§ What to do
Reproduce the entries below word for word, starting at the line that contains "Place one marker on every instance of the metal" and continuing through the final line of the entries.

§ Provided information
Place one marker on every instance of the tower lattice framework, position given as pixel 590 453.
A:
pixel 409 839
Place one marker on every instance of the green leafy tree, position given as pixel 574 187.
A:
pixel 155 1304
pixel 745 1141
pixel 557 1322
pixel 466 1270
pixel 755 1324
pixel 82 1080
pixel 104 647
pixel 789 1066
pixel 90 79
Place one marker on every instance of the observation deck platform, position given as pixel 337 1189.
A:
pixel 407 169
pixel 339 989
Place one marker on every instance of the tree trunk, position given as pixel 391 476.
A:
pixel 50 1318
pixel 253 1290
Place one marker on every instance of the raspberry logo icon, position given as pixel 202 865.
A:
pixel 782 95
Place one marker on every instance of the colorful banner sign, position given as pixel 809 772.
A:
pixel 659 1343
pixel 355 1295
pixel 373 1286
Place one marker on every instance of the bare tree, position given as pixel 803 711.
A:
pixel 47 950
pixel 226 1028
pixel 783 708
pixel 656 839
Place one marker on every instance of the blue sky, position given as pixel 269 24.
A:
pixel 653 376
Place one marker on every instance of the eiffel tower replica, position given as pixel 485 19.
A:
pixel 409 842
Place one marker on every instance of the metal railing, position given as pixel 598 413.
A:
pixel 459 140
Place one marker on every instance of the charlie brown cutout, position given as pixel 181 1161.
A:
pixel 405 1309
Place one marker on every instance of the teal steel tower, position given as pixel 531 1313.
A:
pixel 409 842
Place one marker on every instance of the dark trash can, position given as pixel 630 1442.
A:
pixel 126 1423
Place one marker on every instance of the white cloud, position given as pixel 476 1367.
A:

§ Solution for this exercise
Place one marker on every instance of the metal railing, position given as pixel 598 413.
A:
pixel 459 140
Place one marker on every instance of the charlie brown cutout, position given as pixel 181 1161.
A:
pixel 405 1309
Place one marker on every instance of the teal steel tower, position given as pixel 531 1313.
A:
pixel 409 842
Place one marker on every instance of the dark trash can, position given as pixel 630 1442.
A:
pixel 126 1423
Place one marker on every instance of the white cloud, position given as pixel 476 1367.
A:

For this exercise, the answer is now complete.